» WHAT THE TASK ASKS
Only those lines in the data below from the line containing "Note. One marker is placed on each instance of the rock" through the line containing "the tiger front", both included, should be restated word for word.

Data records
--- --- ---
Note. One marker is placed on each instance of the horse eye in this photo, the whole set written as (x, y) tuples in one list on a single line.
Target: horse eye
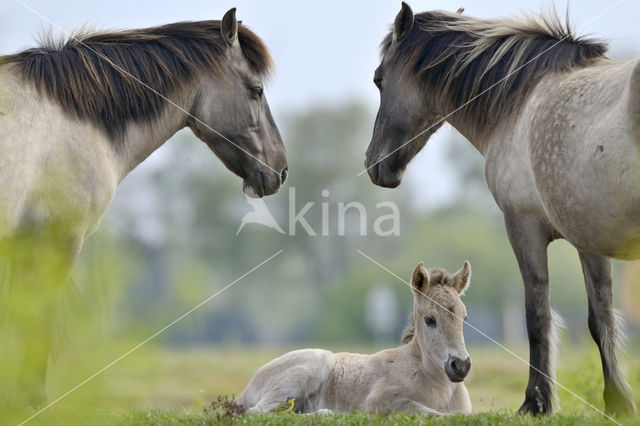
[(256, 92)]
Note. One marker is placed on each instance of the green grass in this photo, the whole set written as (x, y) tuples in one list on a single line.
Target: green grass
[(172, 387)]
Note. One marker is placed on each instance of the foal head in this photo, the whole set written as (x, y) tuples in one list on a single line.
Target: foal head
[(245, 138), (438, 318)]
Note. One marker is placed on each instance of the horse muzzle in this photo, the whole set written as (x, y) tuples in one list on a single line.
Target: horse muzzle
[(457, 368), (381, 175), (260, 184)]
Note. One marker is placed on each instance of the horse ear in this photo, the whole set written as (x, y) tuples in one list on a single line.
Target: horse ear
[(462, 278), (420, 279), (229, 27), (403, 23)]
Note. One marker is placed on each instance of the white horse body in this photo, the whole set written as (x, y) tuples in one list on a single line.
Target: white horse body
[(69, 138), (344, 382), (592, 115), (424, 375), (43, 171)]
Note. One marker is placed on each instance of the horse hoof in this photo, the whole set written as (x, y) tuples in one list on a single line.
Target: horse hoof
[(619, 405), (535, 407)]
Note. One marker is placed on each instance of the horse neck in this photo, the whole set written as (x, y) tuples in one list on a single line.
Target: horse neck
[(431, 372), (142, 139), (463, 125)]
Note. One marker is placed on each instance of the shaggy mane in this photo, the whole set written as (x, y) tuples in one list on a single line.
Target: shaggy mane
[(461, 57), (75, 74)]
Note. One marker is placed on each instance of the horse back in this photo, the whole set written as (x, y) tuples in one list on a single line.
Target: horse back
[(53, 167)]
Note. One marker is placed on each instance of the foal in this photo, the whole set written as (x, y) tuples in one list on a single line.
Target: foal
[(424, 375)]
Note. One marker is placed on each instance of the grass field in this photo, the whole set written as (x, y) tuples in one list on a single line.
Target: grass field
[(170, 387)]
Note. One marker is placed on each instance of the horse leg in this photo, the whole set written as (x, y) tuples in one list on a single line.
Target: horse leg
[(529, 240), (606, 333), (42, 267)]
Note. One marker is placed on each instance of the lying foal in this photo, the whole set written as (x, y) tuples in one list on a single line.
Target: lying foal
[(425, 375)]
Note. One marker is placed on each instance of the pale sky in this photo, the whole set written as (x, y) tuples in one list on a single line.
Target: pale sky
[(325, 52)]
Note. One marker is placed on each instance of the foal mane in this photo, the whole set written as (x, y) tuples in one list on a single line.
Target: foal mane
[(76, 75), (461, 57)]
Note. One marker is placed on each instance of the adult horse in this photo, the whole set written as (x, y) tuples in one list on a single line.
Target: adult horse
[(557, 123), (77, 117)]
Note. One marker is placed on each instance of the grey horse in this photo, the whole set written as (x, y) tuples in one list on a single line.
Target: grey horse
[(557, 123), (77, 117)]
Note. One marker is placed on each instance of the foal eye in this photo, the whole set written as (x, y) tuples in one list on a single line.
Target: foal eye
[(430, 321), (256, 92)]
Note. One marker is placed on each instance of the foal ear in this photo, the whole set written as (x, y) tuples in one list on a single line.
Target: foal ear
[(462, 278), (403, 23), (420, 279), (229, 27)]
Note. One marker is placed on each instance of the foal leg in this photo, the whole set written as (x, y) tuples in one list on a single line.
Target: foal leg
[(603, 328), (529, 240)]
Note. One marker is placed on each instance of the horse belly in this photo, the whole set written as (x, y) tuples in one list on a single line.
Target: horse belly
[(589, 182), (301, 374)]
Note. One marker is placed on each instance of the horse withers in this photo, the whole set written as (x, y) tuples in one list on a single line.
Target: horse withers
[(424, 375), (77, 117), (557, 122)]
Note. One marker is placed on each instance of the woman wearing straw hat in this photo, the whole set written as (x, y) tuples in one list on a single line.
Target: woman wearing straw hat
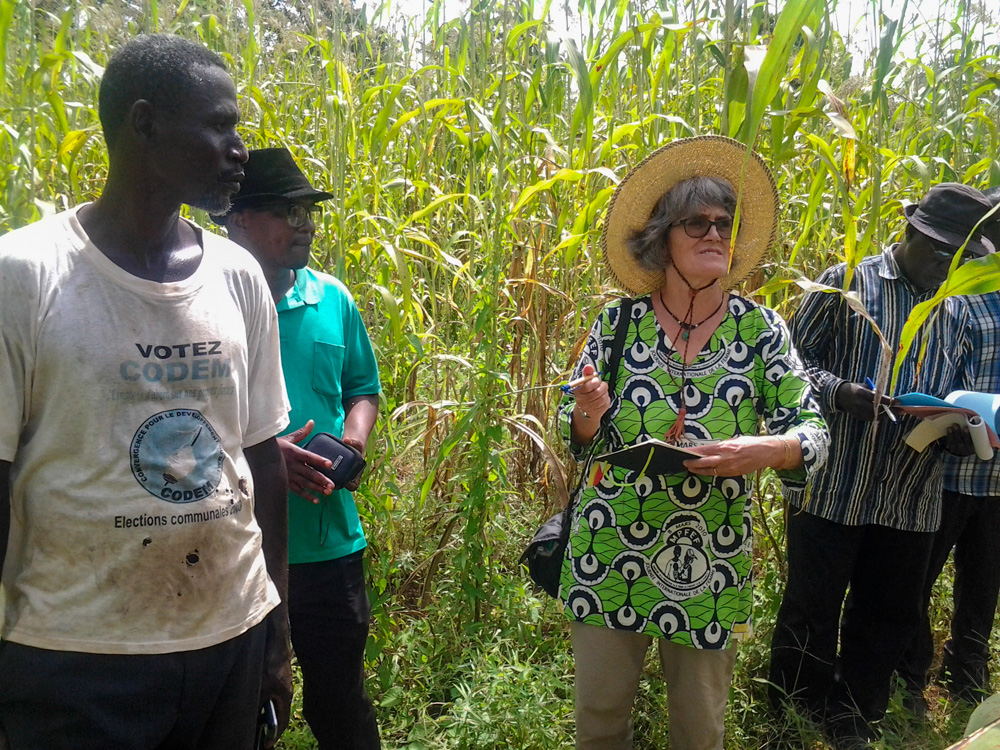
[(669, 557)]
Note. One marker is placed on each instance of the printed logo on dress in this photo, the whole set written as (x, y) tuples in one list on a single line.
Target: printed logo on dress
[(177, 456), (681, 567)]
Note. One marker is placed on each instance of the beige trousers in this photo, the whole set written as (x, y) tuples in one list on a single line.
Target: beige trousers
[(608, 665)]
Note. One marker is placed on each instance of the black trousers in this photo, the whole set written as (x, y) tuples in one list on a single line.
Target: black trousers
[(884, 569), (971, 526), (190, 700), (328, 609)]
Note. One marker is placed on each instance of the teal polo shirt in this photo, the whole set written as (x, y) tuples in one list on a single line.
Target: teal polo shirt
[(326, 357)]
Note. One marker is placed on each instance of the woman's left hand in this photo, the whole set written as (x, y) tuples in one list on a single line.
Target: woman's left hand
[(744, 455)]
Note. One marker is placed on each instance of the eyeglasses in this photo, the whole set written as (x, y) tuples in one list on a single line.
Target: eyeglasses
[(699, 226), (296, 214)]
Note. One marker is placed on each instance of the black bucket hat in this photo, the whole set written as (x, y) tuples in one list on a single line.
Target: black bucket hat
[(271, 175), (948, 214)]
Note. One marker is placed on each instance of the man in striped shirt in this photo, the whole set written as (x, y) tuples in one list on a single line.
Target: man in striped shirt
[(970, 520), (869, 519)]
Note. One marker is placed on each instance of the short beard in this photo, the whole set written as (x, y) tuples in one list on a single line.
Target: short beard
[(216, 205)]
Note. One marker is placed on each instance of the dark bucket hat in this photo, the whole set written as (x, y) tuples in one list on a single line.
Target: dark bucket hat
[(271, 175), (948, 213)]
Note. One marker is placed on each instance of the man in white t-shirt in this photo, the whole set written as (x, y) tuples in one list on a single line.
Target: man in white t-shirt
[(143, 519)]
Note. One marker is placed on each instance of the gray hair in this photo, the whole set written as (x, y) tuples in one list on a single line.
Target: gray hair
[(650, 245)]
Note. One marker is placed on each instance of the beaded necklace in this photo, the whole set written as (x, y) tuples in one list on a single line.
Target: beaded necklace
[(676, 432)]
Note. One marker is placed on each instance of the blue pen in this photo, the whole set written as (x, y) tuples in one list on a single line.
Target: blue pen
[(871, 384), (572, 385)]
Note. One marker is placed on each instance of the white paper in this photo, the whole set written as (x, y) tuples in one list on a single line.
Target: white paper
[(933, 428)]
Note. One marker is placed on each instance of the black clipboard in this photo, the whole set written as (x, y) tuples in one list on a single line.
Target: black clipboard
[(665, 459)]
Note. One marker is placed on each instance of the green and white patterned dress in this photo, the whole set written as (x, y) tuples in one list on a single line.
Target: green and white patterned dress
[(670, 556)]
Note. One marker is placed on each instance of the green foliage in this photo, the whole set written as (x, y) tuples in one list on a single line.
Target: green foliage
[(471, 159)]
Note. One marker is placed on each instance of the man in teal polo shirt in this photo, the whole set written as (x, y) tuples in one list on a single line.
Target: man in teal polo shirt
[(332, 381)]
--- --- ---
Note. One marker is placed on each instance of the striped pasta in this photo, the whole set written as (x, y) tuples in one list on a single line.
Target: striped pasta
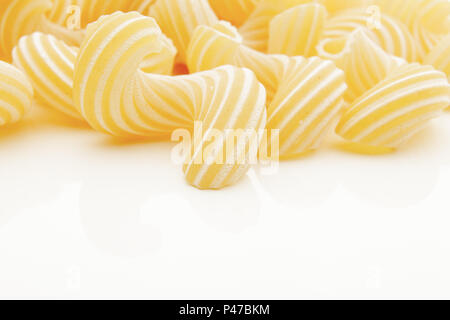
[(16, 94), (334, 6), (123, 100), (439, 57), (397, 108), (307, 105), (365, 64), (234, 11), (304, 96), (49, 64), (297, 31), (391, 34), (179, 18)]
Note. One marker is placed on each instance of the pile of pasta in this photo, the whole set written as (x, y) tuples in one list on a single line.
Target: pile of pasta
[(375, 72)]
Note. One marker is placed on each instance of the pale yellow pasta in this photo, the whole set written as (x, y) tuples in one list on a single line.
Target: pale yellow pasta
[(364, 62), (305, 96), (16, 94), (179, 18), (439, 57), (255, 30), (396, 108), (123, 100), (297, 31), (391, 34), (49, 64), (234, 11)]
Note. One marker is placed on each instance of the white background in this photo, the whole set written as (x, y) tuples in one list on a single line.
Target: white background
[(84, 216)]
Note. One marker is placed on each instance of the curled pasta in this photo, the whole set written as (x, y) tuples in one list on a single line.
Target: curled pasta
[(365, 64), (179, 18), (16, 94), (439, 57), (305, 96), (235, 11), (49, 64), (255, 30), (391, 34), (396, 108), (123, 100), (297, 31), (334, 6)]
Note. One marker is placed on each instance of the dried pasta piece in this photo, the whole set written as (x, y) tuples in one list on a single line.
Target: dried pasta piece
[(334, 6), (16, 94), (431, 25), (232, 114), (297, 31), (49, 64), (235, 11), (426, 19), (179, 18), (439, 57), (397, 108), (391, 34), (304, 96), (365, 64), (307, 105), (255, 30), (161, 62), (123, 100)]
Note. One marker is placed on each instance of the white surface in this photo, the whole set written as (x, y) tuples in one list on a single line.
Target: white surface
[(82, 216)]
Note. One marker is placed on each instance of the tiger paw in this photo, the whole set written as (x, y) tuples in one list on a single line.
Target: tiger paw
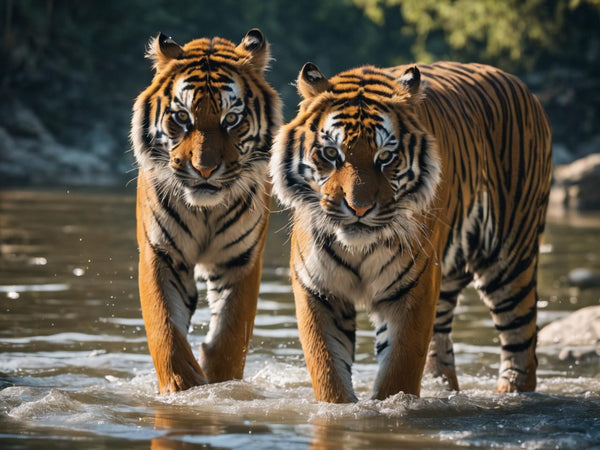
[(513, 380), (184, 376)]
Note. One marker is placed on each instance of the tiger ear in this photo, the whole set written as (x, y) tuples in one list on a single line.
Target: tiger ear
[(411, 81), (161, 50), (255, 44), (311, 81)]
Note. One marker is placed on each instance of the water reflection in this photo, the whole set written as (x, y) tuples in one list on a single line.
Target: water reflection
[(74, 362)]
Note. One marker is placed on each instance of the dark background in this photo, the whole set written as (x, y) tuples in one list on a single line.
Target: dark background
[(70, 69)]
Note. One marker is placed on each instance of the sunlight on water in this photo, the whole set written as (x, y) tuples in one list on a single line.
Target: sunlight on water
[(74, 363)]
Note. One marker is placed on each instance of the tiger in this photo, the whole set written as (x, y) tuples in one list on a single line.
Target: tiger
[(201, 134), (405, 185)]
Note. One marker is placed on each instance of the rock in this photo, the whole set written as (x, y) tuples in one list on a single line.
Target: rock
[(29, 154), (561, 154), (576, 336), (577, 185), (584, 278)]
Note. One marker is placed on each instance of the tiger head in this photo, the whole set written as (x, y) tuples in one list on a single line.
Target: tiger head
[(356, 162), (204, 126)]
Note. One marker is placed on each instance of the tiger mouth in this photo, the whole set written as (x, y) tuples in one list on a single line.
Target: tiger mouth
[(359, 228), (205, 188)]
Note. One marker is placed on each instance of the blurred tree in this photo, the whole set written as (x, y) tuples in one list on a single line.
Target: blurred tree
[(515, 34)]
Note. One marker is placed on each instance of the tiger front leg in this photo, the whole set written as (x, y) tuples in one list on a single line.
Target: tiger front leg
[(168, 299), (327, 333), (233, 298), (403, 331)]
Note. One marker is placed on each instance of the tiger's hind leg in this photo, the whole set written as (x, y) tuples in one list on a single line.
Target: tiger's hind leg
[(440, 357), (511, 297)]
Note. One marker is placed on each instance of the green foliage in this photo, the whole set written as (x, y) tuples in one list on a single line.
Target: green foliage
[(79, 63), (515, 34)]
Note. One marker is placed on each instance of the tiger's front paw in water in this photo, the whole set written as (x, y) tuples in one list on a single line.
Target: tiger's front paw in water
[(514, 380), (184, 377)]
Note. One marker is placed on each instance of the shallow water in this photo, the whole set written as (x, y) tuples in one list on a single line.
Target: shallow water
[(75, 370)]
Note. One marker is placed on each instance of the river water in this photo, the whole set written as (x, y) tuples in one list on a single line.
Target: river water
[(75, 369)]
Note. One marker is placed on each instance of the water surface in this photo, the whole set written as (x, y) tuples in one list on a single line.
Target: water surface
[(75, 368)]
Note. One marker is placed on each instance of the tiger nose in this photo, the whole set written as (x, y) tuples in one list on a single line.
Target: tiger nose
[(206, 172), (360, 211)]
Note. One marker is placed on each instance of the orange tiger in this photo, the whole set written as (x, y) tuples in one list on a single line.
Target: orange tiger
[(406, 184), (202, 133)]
--- --- ---
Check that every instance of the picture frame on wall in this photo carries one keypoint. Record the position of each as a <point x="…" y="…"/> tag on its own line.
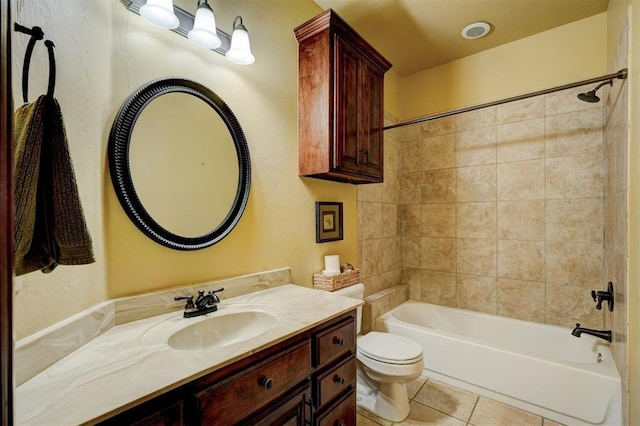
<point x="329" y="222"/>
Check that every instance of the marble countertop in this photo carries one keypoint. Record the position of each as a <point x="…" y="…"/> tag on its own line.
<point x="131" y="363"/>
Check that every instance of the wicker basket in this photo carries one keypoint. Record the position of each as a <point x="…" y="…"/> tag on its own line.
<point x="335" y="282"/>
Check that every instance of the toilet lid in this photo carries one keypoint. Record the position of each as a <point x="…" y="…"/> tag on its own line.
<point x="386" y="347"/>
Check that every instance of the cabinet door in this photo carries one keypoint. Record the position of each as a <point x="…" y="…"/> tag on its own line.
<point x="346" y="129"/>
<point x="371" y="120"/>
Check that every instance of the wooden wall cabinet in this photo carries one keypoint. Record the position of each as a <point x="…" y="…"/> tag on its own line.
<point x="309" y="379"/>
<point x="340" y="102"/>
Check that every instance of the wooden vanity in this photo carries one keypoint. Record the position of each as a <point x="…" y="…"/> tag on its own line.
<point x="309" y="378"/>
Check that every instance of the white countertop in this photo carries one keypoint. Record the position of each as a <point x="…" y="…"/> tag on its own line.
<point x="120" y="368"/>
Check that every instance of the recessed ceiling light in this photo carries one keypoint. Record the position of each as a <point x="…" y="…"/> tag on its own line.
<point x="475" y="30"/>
--- --- ---
» RESPONSE
Note. One marker is placed on each instance of the rock in this photo, the whole set written as (x, y) tuples in one list on a single line.
Target: rock
[(29, 154), (561, 154), (576, 336), (577, 185), (584, 278)]
Note. One marker is placed on each instance of the tiger head in this photo, the whole set written as (x, y) tuples in one list on a single line.
Target: tiger head
[(356, 162), (204, 126)]
Note. One marker is placed on each instance of the tiger mouth in this photo, the whole set written as (x, y) tuples in one list on a single line.
Target: tiger mouth
[(359, 228), (205, 188)]
Note. One marker is placed on each instance of the blurred tree in this photo, the whole set written as (x, y) tuples in one list on a single line.
Target: blurred tree
[(515, 34)]
Note. One marker is placed on each instance of the tiger front leg in this photo, the whole set written as (x, y) tuples in one list on a single line.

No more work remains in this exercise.